Objectif >>
Dans le texte extrait sur la promesse d'embauche, combien d'appelants la Cour d'appel a-t-elle considérés comme bénéficiaires de cette promesse ?

Texte extrait >>

╔══

ALORS QUE D'UNE PART seule constitue une promesse d'embauche l'offre de travail directement adressée à son destinataire et démontrant sans équivoque la volonté ferme d'engagement du futur employeur à son égard ; que ne saurait caractériser une telle promesse d'embauche l'ensemble des documents internes et prévisionnels d'une société de production cinématographique, établis dans le cadre d'une étude de faisabilité d'une film et portant sur l'organisation d'un futur tournage qui, s'ils mentionnaient l'identité et les coordonnées de techniciens «pressentis» pour travailler sur ce tournage et simulaient leurs participations respectives à ce projet, n'ont jamais été adressés aux techniciens concernés ; qu'en estimant au contraire que ces documents internes et prévisionnels caractérisaient une promesse d'embauche des six appelants du seul fait qu'ils «impliquaient» chacun d'entre eux, sans constater que ces techniciens avaient été rendus destinataires de ces documents, en sorte que la société FEW aurait manifesté à leur égard une volonté d'engagement nécessaire à l'existence et à la caractérisation d'une promesse d'embauche, la Cour d'appel a violé l'article 1134 du Code civil ;

ALORS QUE D'AUTRE PART ET AU SURPLUS à supposer même qu'il puisse être déduit de ces documents internes et prévisionnels l'existence d'une promesse d'embauche envers les six techniciens concernés, celle-ci ne pouvait qu'être conditionnelle dès lors qu'elle était nécessairement subordonnée à la réalisation effective du tournage envisagé ; qu'en condamnant néanmoins la société FEW à réparer le préjudice subi par les appelant du fait du défaut de réalisation de la promesse d'embauche, tout en constatant elle-même que la condition à laquelle cette promesse était subordonnée avait défaillie – ce qui rendait la promesse caduque – la Cour d'appel a privé sa décision de base légale au regard de l'article 1134 du Code civil.

╚══

Données fournies >>
╔══

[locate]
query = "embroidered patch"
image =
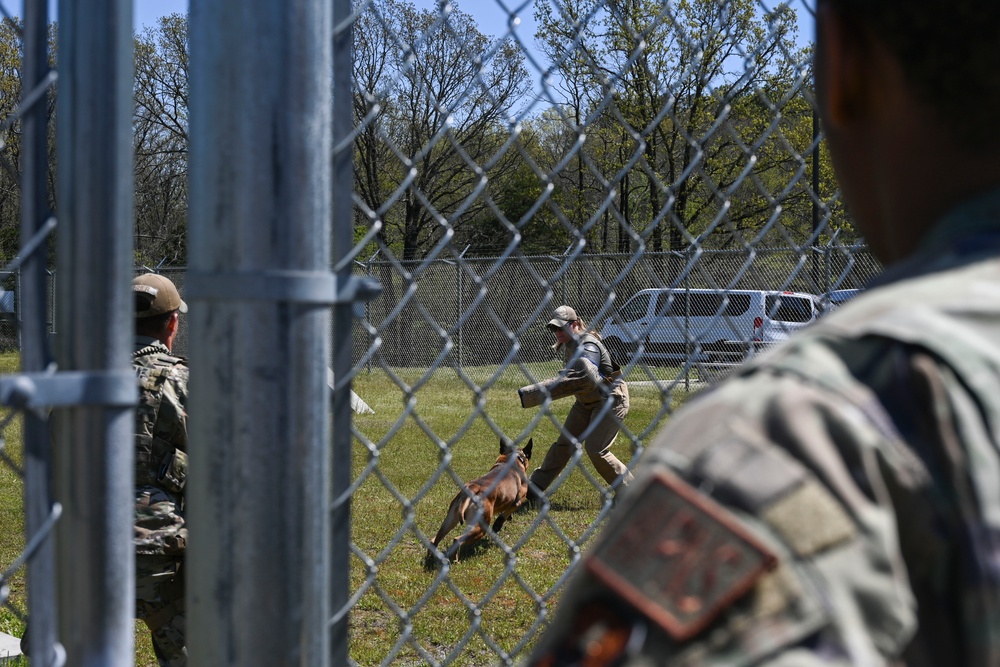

╚══

Exercice terminé >>
Six appelants, tous techniciens.